→ **Text segment**
In a recent study published in Scientific Reports, a group of researchers examined how prior coronavirus disease 2019 (COVID-19) infection, through behavioral immunity markers, impacts socioemotional functioning using data from 734 Mechanical Turk (MTurk) workers.
Study: The psychological costs of behavioral immunity following COVID-19 diagnosis. Image Credit: Joaquin Corbalan P/Shutterstock.com
Background
COVID-19 infection can lead to long-lasting adverse effects on mental health and well-being, intensifying the negative impacts of pandemic-related social and emotional disruptions.
This raises the question of whether COVID-19 also prompts adaptive behavioral immunity, a psychological mechanism that heightens avoidance behaviors to protect against future infections.
This system may increase disgust responses to infection cues and overgeneralize them to neutral stimuli, thus potentially disrupting socioemotional functions.
Further research is needed to validate and deepen the understanding of the complex relationship between adaptive behavioral immunity and socioemotional disruption, informing targeted interventions for post-infection mental health challenges.
About the study
The present study involved adult participants who were workers on Amazon MTurk, all of whom were at least 18 years old, fluent in English, and residents of the United States with no history of mental illness. After an initial screening using an online questionnaire, 912 participants were enrolled.
Several participants were excluded for failing attention checks, exhibiting low variance in image ratings suggestive of non-genuine responses, and discrepancies in survey responses.
Ultimately, 734 participants completed the study, providing demographic information and completing all study procedures, which the Institutional Review Board at Penn State University approved.
The study was conducted entirely online during the peak of the COVID-19 pandemic and the emergence of the Omicron variant, utilizing the personal electronic devices of the participants.
The procedure included a screening survey, demographic and health history surveys, and a specialized effective image rating task to elicit emotional responses to various images.
This task involved images intended to evoke neutral, infection threat, and bodily harm responses, which were rated on disgust and fear, as well as the perceived risk of sickness and harm. These images were sourced from professional stock photography services and standardized in size and resolution.
Participants progressed through the study by completing an online consent form, demographic and health surveys, and the central image rating task, which included trials where each image was assessed on several emotional response scales.
Data from the image ratings and self-reported measures of pandemic disruption were analyzed to explore the relationships between prior infection, emotional responses to images, and perceived socioemotional disruptions during the pandemic.
Study results
Participants in the study began by reporting their history of COVID-19 diagnosis and their level of disruption during the pandemic through online questionnaires.
Participants then engaged in the affective image rating task, where they responded to 90 images divided evenly into three categories: threat of infection, threat of harm, and neutral.

→ **Exercise instructions**
1. In the text on the COVID-19 behavioral immunity study, how many participants were enrolled after the initial screening?
2. Resume the text on the COVID-19 behavioral immunity study, picking up after its final sentence.

[Natural-language object grounding data]
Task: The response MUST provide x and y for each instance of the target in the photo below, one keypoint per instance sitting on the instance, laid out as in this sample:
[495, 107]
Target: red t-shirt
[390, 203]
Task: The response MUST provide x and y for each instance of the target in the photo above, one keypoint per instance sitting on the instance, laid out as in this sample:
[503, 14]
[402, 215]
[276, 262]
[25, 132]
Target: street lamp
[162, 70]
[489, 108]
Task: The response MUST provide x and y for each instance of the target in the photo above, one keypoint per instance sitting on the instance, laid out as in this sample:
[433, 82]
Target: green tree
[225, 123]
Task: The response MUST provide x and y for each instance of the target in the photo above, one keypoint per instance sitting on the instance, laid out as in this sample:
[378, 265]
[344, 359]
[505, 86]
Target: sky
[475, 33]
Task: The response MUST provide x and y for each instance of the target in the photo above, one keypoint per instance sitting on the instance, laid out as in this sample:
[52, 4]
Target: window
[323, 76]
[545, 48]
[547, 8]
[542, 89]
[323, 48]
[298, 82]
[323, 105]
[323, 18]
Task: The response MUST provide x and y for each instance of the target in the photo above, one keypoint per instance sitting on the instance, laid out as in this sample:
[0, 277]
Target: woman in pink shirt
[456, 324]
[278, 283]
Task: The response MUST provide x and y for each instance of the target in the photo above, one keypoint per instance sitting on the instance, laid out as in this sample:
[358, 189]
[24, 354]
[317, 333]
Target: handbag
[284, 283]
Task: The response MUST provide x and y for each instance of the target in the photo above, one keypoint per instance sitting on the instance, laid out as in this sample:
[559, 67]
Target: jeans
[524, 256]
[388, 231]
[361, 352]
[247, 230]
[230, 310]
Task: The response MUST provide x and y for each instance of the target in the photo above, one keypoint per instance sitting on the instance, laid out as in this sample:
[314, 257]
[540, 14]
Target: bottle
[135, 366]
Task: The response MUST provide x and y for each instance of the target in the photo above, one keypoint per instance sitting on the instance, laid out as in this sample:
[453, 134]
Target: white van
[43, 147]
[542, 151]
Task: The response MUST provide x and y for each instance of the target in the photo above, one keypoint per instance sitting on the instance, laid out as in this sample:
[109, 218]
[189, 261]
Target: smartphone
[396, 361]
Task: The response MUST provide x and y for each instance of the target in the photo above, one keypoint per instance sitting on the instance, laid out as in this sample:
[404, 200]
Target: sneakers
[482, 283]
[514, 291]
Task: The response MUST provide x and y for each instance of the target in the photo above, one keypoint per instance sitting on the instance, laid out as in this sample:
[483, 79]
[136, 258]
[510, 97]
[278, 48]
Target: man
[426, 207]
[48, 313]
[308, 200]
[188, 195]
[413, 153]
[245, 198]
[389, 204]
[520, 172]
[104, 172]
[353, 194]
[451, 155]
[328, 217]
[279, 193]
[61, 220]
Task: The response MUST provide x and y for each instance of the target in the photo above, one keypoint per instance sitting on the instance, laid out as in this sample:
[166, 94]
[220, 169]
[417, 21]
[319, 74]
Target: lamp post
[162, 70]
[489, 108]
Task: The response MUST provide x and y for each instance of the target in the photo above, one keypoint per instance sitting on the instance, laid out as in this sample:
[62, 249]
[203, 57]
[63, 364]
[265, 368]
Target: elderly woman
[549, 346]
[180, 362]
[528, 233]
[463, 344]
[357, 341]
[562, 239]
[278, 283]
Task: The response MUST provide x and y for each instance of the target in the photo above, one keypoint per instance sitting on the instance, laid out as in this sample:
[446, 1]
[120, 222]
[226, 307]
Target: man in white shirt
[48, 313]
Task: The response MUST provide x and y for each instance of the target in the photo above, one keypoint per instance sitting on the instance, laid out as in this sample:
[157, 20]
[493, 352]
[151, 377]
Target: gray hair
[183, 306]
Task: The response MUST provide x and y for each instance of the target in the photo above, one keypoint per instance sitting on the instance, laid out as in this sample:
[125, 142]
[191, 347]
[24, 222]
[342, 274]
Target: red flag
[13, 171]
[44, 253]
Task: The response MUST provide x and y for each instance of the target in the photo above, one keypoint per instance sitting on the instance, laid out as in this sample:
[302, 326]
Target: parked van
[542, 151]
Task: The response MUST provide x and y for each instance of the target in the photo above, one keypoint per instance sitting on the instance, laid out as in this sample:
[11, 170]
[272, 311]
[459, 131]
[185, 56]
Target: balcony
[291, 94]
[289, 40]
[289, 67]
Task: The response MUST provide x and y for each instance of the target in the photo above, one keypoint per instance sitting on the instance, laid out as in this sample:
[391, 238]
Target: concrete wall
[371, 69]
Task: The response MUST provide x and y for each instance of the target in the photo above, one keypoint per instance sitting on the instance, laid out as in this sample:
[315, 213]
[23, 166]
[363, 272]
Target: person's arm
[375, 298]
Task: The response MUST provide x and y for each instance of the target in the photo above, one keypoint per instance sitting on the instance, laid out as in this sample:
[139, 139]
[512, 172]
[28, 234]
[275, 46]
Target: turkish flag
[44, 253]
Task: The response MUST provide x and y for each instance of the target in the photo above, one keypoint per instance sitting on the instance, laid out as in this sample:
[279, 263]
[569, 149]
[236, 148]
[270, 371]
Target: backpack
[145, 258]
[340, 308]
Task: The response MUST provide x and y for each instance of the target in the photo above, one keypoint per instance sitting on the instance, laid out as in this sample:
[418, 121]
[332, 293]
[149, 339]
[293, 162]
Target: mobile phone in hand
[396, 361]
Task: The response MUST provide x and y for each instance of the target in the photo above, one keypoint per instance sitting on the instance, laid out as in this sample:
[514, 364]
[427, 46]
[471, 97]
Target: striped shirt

* * *

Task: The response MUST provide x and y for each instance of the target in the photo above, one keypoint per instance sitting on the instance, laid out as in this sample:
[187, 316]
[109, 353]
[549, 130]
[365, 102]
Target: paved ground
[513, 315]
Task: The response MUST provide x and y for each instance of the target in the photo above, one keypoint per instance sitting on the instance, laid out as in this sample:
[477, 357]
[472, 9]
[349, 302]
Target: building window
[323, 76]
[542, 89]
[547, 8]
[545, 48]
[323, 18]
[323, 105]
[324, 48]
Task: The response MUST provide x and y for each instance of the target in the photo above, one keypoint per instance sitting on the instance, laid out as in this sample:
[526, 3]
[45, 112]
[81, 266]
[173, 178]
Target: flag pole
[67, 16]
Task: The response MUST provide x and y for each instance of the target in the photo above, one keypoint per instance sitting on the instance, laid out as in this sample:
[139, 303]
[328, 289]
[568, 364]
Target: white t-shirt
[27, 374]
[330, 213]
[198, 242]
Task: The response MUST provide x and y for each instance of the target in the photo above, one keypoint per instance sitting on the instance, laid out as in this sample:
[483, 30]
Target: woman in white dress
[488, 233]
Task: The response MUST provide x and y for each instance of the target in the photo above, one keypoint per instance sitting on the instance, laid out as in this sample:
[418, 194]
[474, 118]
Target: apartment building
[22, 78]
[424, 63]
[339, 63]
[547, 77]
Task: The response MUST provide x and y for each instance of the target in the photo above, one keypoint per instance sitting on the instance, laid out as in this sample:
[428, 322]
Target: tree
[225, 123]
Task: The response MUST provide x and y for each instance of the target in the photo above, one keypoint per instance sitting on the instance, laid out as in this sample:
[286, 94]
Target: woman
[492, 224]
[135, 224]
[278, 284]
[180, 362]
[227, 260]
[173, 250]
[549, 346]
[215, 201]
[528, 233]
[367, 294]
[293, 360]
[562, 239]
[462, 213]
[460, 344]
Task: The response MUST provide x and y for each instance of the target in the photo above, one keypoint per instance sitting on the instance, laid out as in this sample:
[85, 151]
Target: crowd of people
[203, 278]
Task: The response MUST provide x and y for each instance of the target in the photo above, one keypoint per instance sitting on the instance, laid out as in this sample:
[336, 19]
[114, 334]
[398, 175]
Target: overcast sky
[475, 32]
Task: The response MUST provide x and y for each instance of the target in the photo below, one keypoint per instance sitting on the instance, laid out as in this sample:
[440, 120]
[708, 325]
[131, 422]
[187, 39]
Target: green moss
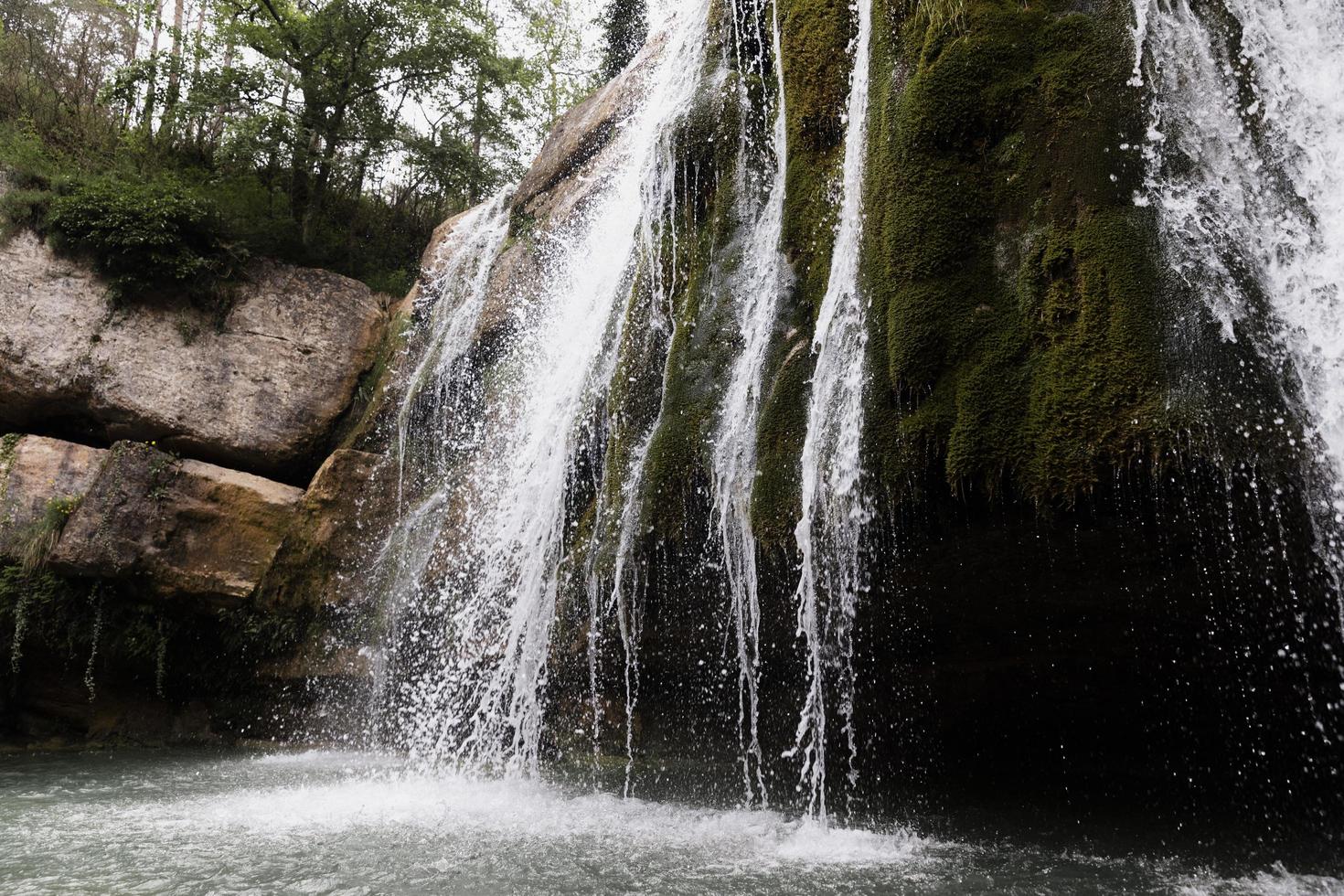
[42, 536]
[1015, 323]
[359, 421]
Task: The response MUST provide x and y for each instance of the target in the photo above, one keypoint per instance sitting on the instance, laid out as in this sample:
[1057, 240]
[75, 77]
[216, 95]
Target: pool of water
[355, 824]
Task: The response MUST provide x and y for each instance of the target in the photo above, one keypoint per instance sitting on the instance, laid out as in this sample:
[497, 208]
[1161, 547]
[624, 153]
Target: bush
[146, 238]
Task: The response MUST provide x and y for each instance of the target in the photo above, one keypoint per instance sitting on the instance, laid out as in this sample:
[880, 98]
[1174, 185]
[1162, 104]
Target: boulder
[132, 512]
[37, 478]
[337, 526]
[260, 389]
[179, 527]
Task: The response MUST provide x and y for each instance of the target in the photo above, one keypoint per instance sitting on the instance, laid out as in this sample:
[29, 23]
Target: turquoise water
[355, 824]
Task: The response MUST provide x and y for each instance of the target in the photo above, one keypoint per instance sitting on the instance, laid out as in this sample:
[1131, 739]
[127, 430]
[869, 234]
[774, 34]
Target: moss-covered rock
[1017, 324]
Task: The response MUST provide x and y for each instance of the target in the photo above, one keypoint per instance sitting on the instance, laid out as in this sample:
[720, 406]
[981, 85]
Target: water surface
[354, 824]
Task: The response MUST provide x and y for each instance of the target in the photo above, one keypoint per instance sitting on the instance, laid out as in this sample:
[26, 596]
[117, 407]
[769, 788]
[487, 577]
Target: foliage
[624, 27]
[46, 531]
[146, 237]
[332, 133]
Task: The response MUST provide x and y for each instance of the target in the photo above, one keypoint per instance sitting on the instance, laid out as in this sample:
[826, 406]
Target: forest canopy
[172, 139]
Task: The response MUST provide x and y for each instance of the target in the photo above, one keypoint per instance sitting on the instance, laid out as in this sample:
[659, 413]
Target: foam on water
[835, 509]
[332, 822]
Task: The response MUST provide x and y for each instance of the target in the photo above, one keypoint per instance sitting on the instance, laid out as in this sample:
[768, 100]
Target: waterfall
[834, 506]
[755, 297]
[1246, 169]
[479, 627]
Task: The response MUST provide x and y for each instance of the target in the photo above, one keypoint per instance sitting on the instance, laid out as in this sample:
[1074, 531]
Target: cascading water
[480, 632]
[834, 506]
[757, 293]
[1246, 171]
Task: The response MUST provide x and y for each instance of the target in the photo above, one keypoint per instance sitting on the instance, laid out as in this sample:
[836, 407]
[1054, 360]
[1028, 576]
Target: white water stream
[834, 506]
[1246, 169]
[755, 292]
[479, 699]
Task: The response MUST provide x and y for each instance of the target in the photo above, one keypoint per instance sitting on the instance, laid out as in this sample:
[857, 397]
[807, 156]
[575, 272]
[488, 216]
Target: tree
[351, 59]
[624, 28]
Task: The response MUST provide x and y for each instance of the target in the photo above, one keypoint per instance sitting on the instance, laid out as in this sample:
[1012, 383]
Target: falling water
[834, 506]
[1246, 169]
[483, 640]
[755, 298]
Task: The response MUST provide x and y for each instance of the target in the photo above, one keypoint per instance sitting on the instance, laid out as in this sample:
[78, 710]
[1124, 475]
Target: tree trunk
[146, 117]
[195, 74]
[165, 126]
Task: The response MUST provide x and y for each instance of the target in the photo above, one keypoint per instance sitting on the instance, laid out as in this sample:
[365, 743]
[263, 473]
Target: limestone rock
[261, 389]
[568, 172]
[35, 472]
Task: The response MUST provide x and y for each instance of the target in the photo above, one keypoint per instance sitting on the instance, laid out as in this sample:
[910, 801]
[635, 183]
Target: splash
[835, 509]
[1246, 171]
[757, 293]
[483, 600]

→ **Answers below**
1. 912 participants were enrolled.

2.
The images were evaluated based on behavioral immunity and harm avoidance markers through four likert scale statements.
Multilevel models assessed the effectiveness of these image types in obtaining responses corresponding to the two psychological systems, with significant differences observed in reactions to threat versus neutral images, particularly highlighting the distinct activation of the behavioral immune system by infection cues over harm cues.
The study's first hypothesis tested whether behavioral immunity mediated the relationship between prior COVID diagnosis and greater pandemic disruption.
This mediation was analyzed using the product of coefficients approach, where the paths from COVID diagnosis to image ratings and from image ratings to pandemic disruption were calculated and tested through bootstrapping.
The results showed that except for the disgust ratings to infection images, all other ratings significantly mediated the association, with previously diagnosed individuals reporting higher levels of disgust and sickness appraisals across all image types, which in turn correlated with greater pandemic disruption.
The second hypothesis focused on the comparative strength of mediation by behavioral immunity responses to neutral versus infection images. It was hypothesized that responses to neutral images would more strongly mediate the link between prior diagnosis and disruption.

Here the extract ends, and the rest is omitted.